*** PASSAGE TO READ ***
Almost a year after buying a drone company, the seller of license plate readers and public safety tech wants to sell drones to retailers, hospitals and other operations. It’s not the first company to make such a move.

A drone flying above trees with a city's skyline off in the distance.
Flock Safety
Flock Safety, which sells license plate readers, video cameras and other public safety hardware and software, is branching out to retail, health care, logistics and other sectors — and doing so through drones.

The government technology supplier joins Axon in positioning its law enforcement products for a new area. In Axon’s case, it launched a line of body cameras for security in stores and health-care facilities.

For Flock, its new offering — labeled Flock Aerodome Drone as Automated Security, or DAS — “gives private sector security teams rapid aerial visibility and broader coverage across expansive facilities at the tap of a button,” according to a statement from the company.

“Security leaders are being asked to protect more with less across bigger footprints, tighter budgets and real staffing constraints,” said Rahul Sidhu, VP of aviation at Flock Safety, in the statement. “Flock Aerodome DAS gives them a ‘guard in the sky,’ putting eyes on the scene in seconds and turning blind alarms into informed action.”

Large stores and malls, warehouses, business parks, factories, rail yards and hospitals — those are among the main potential users of the new drones, according to Flock, which says those machines can spot problems missed by fixed cameras and human guards.
*** End of PASSAGE TO READ ***
*** GIVEN RECORDS ***
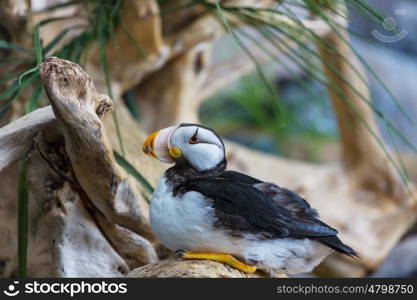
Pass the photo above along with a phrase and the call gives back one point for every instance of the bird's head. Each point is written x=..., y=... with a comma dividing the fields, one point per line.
x=199, y=146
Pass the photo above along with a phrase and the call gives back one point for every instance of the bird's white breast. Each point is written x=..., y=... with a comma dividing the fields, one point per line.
x=186, y=221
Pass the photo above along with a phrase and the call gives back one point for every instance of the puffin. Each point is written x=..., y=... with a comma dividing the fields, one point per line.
x=201, y=210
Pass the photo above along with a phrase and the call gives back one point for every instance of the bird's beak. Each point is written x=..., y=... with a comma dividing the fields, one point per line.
x=157, y=144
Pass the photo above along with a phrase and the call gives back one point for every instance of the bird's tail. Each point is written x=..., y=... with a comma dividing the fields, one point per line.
x=336, y=244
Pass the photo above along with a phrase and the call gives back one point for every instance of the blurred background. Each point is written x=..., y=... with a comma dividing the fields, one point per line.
x=307, y=126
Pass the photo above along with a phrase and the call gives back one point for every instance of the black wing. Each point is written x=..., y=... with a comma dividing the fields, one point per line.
x=243, y=208
x=245, y=204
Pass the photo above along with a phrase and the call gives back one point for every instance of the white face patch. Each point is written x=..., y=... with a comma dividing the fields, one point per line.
x=204, y=154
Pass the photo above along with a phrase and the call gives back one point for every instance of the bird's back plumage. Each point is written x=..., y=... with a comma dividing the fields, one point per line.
x=244, y=204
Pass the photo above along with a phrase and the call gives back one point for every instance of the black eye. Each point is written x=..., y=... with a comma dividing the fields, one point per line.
x=193, y=139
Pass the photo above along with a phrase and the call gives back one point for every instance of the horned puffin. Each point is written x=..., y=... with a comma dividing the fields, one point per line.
x=203, y=211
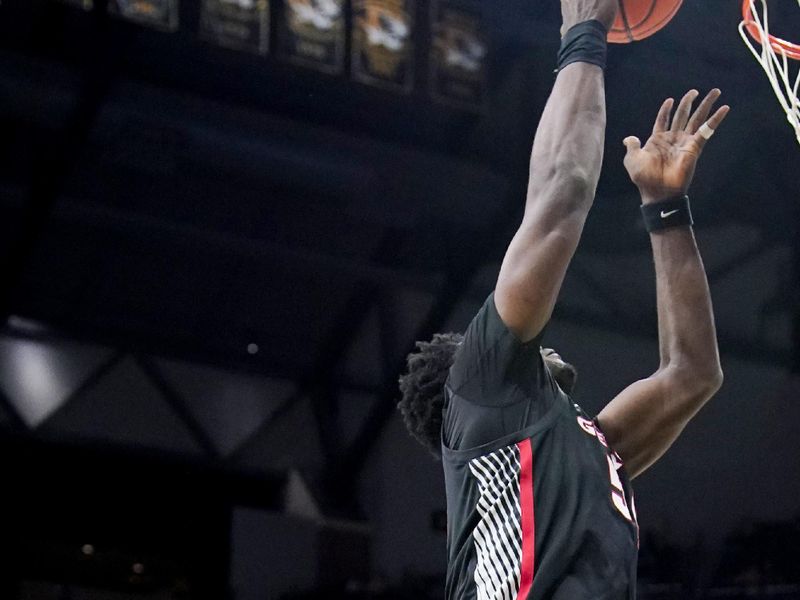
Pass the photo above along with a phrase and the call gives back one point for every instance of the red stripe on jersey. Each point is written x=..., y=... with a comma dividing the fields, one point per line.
x=527, y=517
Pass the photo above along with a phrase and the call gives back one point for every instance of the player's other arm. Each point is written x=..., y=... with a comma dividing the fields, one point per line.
x=646, y=418
x=564, y=169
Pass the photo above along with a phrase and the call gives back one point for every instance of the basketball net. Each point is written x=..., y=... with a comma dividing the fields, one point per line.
x=773, y=56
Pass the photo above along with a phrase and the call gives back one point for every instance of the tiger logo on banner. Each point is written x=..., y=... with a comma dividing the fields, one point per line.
x=238, y=24
x=312, y=33
x=382, y=51
x=460, y=50
x=161, y=14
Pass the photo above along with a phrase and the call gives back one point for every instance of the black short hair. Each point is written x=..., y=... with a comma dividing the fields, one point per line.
x=423, y=388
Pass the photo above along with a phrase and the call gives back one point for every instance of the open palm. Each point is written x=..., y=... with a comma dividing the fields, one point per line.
x=664, y=167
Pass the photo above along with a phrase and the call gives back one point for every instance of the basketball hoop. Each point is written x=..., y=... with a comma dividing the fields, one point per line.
x=773, y=56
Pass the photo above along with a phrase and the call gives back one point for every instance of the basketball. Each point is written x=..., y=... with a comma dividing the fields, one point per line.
x=638, y=19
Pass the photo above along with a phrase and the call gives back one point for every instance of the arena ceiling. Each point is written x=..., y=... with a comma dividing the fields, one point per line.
x=250, y=248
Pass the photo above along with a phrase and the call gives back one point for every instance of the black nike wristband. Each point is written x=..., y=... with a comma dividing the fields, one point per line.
x=674, y=212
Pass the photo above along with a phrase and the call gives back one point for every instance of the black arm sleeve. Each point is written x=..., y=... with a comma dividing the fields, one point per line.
x=497, y=385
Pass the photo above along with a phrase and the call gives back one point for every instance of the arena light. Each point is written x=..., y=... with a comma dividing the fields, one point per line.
x=33, y=382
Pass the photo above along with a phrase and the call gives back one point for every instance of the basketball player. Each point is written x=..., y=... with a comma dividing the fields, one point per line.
x=539, y=501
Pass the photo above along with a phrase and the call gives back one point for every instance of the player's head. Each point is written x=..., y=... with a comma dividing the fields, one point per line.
x=423, y=388
x=563, y=372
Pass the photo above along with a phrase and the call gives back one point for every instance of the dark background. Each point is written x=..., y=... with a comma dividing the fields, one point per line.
x=213, y=264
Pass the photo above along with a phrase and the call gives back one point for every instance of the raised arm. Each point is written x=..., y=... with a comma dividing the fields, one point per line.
x=564, y=169
x=646, y=418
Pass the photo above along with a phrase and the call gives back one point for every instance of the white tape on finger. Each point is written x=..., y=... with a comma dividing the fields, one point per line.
x=706, y=131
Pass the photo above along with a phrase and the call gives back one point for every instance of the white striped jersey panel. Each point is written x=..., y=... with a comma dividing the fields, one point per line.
x=498, y=536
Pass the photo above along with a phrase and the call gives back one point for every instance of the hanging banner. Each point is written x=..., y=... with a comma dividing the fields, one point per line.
x=382, y=51
x=84, y=4
x=312, y=33
x=161, y=14
x=238, y=24
x=459, y=55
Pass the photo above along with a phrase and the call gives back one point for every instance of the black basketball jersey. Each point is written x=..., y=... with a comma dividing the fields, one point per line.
x=538, y=505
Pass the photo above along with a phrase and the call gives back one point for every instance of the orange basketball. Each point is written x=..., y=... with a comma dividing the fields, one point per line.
x=638, y=19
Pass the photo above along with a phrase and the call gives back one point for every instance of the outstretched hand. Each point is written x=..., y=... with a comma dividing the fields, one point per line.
x=664, y=167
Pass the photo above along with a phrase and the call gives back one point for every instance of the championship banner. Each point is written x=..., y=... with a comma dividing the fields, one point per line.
x=459, y=55
x=312, y=33
x=161, y=14
x=237, y=24
x=84, y=4
x=383, y=50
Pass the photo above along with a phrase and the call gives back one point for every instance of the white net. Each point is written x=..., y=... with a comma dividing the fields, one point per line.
x=774, y=61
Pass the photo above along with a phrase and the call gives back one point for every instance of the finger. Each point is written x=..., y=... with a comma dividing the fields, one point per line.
x=662, y=120
x=701, y=114
x=632, y=143
x=684, y=108
x=714, y=122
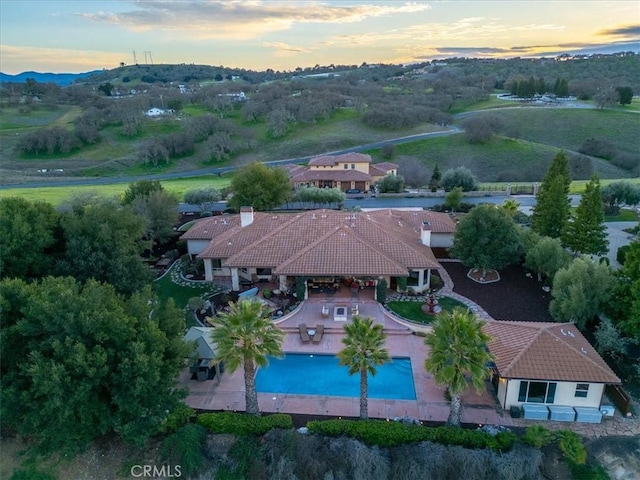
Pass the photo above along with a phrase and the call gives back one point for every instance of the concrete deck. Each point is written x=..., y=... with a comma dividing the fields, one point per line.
x=430, y=404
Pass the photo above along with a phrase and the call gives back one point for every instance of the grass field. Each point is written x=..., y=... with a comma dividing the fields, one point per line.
x=536, y=134
x=568, y=128
x=58, y=195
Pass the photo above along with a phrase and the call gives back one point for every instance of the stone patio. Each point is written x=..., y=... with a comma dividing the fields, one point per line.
x=430, y=404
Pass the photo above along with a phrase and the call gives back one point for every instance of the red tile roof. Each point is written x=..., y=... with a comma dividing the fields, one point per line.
x=327, y=242
x=546, y=351
x=330, y=160
x=208, y=228
x=334, y=175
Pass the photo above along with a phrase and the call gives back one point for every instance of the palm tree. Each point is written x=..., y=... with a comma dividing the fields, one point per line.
x=246, y=336
x=458, y=356
x=363, y=352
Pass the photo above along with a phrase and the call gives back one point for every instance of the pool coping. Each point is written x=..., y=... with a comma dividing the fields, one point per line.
x=430, y=404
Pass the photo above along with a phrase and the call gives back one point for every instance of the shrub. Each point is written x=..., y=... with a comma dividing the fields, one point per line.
x=186, y=447
x=390, y=184
x=31, y=474
x=391, y=434
x=598, y=147
x=622, y=254
x=381, y=291
x=538, y=436
x=195, y=304
x=572, y=447
x=243, y=424
x=458, y=177
x=179, y=417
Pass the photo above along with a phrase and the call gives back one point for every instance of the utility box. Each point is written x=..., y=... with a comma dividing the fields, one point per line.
x=588, y=415
x=560, y=413
x=533, y=411
x=607, y=410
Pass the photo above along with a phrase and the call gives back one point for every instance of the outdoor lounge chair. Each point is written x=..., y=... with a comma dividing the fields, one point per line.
x=318, y=335
x=304, y=334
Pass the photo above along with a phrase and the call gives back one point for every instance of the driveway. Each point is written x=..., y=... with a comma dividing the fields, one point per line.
x=618, y=238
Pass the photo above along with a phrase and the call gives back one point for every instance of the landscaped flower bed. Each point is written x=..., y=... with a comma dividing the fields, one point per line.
x=413, y=310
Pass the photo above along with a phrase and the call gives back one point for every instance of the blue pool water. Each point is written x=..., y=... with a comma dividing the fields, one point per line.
x=305, y=374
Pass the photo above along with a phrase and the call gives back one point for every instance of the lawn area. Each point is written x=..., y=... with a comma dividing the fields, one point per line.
x=569, y=128
x=413, y=310
x=173, y=286
x=57, y=195
x=624, y=215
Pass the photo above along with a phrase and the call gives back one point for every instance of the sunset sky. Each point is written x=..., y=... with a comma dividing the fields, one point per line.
x=78, y=36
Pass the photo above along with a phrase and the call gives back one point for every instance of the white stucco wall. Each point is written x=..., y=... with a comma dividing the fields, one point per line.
x=565, y=394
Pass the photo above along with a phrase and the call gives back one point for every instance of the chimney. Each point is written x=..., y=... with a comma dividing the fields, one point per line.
x=425, y=234
x=246, y=216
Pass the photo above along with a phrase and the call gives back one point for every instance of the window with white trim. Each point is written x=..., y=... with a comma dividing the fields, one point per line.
x=582, y=390
x=537, y=392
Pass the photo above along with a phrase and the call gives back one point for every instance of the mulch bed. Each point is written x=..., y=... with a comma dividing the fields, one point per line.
x=515, y=297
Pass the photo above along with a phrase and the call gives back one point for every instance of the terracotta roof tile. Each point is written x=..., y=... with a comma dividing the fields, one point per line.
x=208, y=228
x=335, y=175
x=296, y=242
x=546, y=351
x=330, y=160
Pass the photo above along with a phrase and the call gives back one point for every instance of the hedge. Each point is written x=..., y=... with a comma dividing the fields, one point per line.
x=391, y=434
x=242, y=423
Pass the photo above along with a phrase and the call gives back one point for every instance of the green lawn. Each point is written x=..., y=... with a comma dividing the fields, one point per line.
x=167, y=287
x=569, y=128
x=58, y=195
x=413, y=310
x=624, y=215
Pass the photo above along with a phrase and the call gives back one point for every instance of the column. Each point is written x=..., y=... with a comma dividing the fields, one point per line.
x=235, y=280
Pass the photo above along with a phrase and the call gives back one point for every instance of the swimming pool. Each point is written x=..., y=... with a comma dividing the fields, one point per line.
x=305, y=374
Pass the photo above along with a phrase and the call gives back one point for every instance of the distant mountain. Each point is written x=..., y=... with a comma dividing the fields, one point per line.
x=61, y=79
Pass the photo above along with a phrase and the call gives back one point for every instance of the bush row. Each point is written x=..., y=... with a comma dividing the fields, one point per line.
x=243, y=424
x=391, y=434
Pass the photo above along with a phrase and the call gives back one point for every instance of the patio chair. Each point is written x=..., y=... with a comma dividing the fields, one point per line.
x=304, y=334
x=318, y=335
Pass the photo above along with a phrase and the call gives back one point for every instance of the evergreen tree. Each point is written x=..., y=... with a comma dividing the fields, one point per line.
x=586, y=233
x=435, y=177
x=551, y=211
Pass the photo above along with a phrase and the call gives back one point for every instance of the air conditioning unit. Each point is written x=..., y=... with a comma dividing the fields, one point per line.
x=607, y=410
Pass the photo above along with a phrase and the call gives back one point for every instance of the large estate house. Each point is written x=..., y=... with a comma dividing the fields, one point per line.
x=351, y=171
x=322, y=246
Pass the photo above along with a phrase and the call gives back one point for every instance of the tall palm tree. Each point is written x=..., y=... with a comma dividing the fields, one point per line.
x=246, y=336
x=458, y=356
x=363, y=352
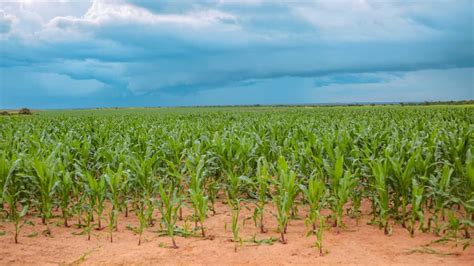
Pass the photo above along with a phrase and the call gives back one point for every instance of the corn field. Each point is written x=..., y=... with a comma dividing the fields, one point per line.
x=413, y=165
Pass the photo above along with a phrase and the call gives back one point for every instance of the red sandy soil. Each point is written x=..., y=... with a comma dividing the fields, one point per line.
x=356, y=244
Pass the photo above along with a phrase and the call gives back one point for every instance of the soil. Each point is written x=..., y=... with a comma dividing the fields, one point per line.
x=357, y=243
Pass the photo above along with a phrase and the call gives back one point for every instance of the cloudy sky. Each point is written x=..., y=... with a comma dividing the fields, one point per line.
x=61, y=54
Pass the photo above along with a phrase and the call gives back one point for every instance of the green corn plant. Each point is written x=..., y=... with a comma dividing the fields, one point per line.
x=286, y=188
x=319, y=235
x=403, y=175
x=342, y=184
x=114, y=183
x=314, y=194
x=98, y=194
x=416, y=207
x=441, y=196
x=143, y=173
x=45, y=180
x=196, y=192
x=235, y=223
x=382, y=200
x=468, y=195
x=213, y=187
x=233, y=188
x=263, y=179
x=141, y=210
x=12, y=193
x=65, y=193
x=169, y=205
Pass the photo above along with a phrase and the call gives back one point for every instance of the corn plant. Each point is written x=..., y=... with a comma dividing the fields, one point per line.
x=45, y=180
x=263, y=182
x=319, y=234
x=12, y=193
x=114, y=182
x=342, y=184
x=196, y=192
x=97, y=188
x=440, y=194
x=314, y=193
x=416, y=207
x=286, y=188
x=65, y=191
x=379, y=170
x=169, y=205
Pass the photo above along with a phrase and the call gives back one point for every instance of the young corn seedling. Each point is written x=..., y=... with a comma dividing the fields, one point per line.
x=12, y=193
x=263, y=180
x=45, y=180
x=440, y=194
x=379, y=170
x=142, y=217
x=233, y=188
x=114, y=183
x=196, y=193
x=319, y=235
x=98, y=194
x=314, y=194
x=402, y=183
x=286, y=188
x=416, y=207
x=169, y=205
x=342, y=184
x=65, y=191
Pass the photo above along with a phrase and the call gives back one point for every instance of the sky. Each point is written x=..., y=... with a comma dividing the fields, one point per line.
x=79, y=54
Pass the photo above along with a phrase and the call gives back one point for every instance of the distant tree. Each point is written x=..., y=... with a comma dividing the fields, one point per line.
x=25, y=111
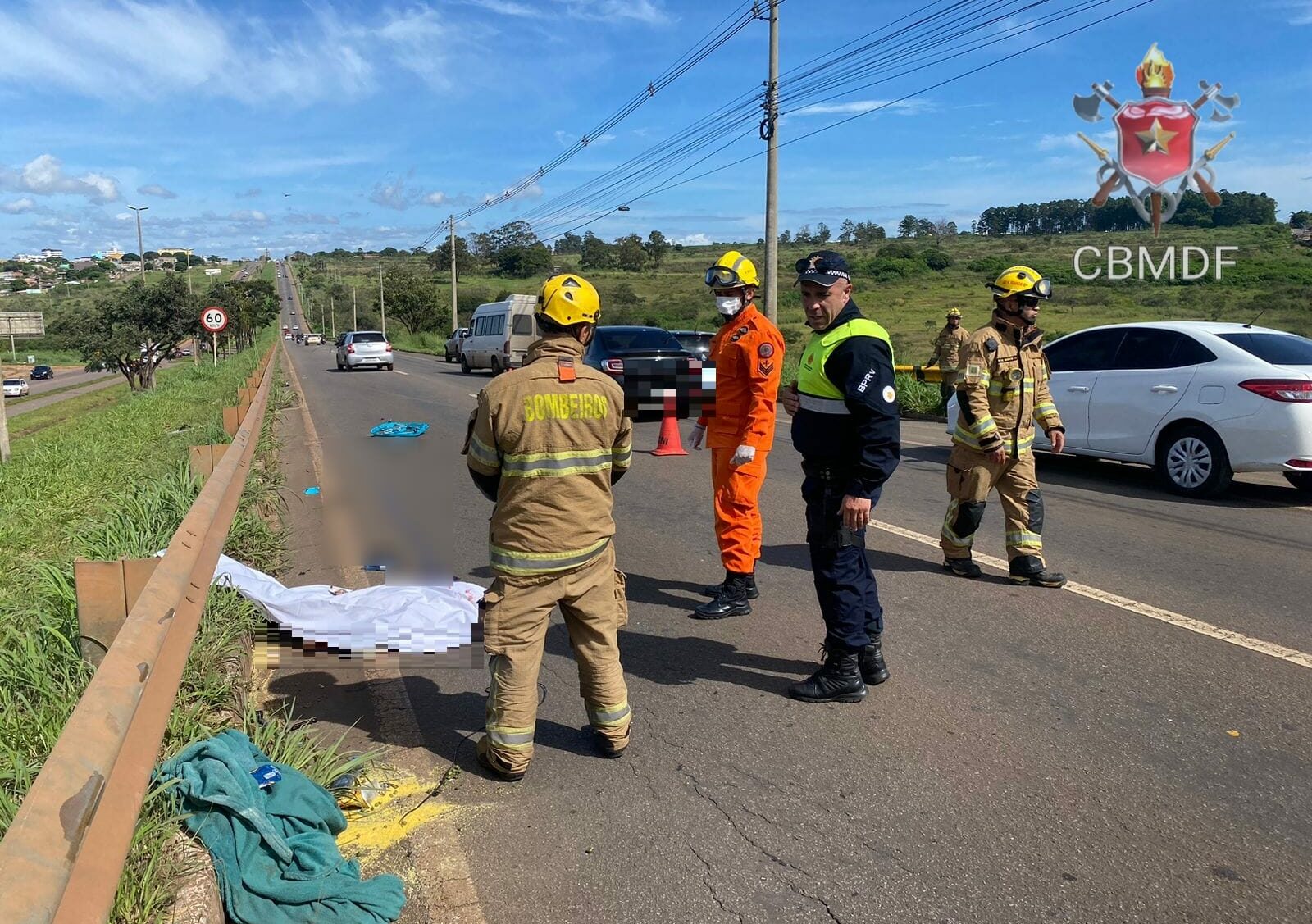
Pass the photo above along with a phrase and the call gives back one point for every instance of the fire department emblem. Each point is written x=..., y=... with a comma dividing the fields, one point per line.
x=1156, y=159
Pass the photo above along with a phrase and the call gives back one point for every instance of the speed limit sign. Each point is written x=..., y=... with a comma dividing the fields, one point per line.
x=214, y=319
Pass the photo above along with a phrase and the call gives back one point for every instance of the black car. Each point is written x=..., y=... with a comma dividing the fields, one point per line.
x=699, y=343
x=610, y=347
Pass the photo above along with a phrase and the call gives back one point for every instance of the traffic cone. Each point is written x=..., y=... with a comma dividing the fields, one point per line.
x=669, y=441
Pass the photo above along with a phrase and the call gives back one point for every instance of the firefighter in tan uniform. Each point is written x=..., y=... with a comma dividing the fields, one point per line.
x=1003, y=390
x=546, y=444
x=948, y=351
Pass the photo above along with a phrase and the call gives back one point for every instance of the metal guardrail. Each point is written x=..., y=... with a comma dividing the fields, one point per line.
x=922, y=373
x=63, y=854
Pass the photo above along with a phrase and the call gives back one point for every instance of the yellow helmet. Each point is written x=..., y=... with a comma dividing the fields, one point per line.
x=731, y=272
x=570, y=299
x=1021, y=281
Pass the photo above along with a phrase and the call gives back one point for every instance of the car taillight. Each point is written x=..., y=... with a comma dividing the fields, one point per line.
x=1279, y=389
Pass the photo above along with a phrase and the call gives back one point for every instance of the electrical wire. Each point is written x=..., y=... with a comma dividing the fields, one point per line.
x=738, y=20
x=986, y=66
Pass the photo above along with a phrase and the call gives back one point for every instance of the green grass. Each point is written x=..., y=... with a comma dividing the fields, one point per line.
x=109, y=483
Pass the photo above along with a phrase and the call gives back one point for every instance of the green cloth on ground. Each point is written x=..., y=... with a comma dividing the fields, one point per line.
x=275, y=849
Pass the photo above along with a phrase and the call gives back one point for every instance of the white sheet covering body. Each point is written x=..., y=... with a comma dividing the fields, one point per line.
x=420, y=620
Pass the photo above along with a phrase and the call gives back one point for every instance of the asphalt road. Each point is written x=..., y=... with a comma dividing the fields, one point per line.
x=1038, y=755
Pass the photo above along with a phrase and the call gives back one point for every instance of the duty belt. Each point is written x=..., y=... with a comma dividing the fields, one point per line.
x=823, y=404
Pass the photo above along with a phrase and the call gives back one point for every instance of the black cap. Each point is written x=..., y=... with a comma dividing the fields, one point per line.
x=823, y=266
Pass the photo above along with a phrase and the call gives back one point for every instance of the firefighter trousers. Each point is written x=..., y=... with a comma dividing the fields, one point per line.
x=738, y=515
x=971, y=476
x=516, y=612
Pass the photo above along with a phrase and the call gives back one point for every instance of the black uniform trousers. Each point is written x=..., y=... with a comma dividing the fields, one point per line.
x=845, y=585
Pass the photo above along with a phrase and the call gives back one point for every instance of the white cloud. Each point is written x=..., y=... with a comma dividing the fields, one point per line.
x=155, y=189
x=133, y=48
x=699, y=239
x=854, y=107
x=45, y=176
x=394, y=194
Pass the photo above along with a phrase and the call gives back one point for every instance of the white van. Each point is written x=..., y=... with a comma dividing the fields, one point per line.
x=500, y=335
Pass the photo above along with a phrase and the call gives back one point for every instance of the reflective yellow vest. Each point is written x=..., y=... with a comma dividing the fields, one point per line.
x=815, y=391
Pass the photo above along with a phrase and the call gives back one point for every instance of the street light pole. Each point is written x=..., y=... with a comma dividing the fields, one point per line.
x=771, y=133
x=456, y=314
x=141, y=253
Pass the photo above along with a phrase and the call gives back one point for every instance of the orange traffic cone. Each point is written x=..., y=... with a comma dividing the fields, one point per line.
x=669, y=441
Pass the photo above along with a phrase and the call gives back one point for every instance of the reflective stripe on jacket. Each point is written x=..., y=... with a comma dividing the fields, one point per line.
x=1003, y=390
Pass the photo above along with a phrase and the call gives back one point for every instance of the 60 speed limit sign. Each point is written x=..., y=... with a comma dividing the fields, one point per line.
x=214, y=319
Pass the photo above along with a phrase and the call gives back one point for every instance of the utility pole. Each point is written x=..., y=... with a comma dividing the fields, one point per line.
x=771, y=134
x=456, y=314
x=141, y=253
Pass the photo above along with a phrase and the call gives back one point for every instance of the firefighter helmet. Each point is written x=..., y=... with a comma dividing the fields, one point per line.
x=732, y=271
x=568, y=299
x=1021, y=281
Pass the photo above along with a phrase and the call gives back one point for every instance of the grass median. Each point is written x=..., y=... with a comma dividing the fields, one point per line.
x=113, y=483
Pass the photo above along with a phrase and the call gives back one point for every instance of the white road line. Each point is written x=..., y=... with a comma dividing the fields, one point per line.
x=1257, y=644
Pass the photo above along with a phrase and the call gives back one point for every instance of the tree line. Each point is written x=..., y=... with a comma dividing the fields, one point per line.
x=1118, y=214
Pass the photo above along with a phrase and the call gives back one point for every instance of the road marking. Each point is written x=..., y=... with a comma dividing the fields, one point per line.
x=1250, y=642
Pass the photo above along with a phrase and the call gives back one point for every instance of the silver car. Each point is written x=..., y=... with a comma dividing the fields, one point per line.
x=364, y=348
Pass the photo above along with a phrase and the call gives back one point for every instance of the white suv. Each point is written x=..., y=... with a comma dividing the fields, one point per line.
x=1197, y=401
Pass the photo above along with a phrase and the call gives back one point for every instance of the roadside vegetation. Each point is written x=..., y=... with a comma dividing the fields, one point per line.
x=115, y=483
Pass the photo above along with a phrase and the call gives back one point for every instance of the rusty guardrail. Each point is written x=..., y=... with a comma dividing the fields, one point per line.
x=63, y=854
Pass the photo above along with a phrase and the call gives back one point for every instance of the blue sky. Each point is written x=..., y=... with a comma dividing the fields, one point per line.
x=319, y=125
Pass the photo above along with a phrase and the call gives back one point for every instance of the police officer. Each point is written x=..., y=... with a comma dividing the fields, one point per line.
x=1001, y=393
x=846, y=427
x=948, y=348
x=748, y=356
x=546, y=444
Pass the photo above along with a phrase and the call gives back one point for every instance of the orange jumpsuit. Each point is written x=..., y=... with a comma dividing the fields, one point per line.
x=748, y=356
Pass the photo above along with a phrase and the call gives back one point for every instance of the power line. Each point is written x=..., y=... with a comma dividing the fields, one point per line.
x=885, y=105
x=738, y=20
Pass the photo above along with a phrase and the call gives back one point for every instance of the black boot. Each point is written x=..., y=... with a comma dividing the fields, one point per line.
x=717, y=589
x=962, y=567
x=872, y=668
x=837, y=681
x=732, y=600
x=1030, y=570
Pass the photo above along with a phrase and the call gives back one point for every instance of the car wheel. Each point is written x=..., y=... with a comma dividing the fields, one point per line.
x=1193, y=462
x=1301, y=480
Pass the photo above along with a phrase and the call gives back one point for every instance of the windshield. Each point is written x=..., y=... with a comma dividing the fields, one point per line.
x=618, y=340
x=1279, y=349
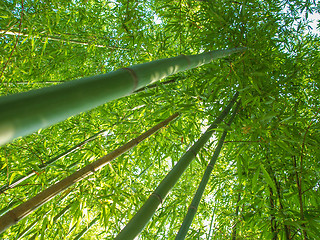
*** End of GIVEN RECORDS ***
REQUIRED WORK:
(A) In the article on Flock Safety's drones, start at the words "Almost a year" and end after "so through drones.". Copy that section.
(B) In the article on Flock Safety's drones, what does the abbreviation DAS stand for?
(C) Pick up the article on Flock Safety's drones after its final sentence and continue it.

RESPONSES BY ITEM NUMBER:
(A)
Almost a year after buying a drone company, the seller of license plate readers and public safety tech wants to sell drones to retailers, hospitals and other operations. It’s not the first company to make such a move.

A drone flying above trees with a city's skyline off in the distance.
Flock Safety
Flock Safety, which sells license plate readers, video cameras and other public safety hardware and software, is branching out to retail, health care, logistics and other sectors — and doing so through drones.

(B) Drone as Automated Security.

(C)
It’s a philosophy roughly similar to some of the ideas driving drone adaption by police departments — that is, extra eyes that can range widely while providing real-time data, quickening response times and enhancing safety.

Flock bought the Aerodome drone company almost a year ago.

Since then, the company has attracted criticism over data sharing and collection, and taken heat — along with other companies — for its role its technology plays in ongoing immigration roundups.

Flock said that one of the reasons behind this expansion is that federal regulators “are clearing the way for American-made, automated drones.”

The new drones can automatically deploy within 90 seconds of a tripped alarm or sensor, and can cut response times by up to 71 percent, according to the company’s sales pitch. The drones can cover 38 square miles and have 45 minutes of flight time.

The company recently launched its Flock Business Network to help private companies boost their security via “joint investigations” and “pooled resources,” along with Flock technology.